*** THE DATA Section Begins ***

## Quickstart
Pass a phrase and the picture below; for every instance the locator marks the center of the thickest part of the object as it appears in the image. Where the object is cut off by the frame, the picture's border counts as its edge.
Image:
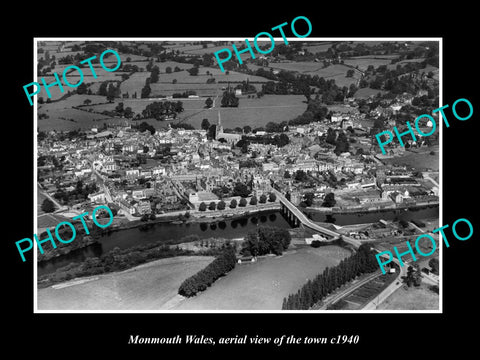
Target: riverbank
(372, 209)
(200, 217)
(149, 286)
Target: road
(310, 224)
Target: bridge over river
(298, 217)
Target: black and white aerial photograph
(260, 187)
(199, 179)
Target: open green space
(413, 298)
(264, 284)
(420, 159)
(145, 287)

*** THE DATA Section Ends ***

ABOUT THIS EXERCISE: Before printing anything, remove the pictures; then print all the records exactly.

ANSWER SECTION:
## Quickstart
Pass a phrase and the picture below; for every instance the locator marks the center of the thickest part of the object as it appears in the image. Where the object is cut off by the frame, the picture's border counts as its edge.
Image:
Target: riverbank
(372, 209)
(200, 217)
(149, 286)
Target: road
(310, 224)
Target: bridge over river
(298, 217)
Target: black and white aerial photograph
(260, 187)
(199, 179)
Target: open green space
(413, 298)
(264, 284)
(420, 159)
(145, 287)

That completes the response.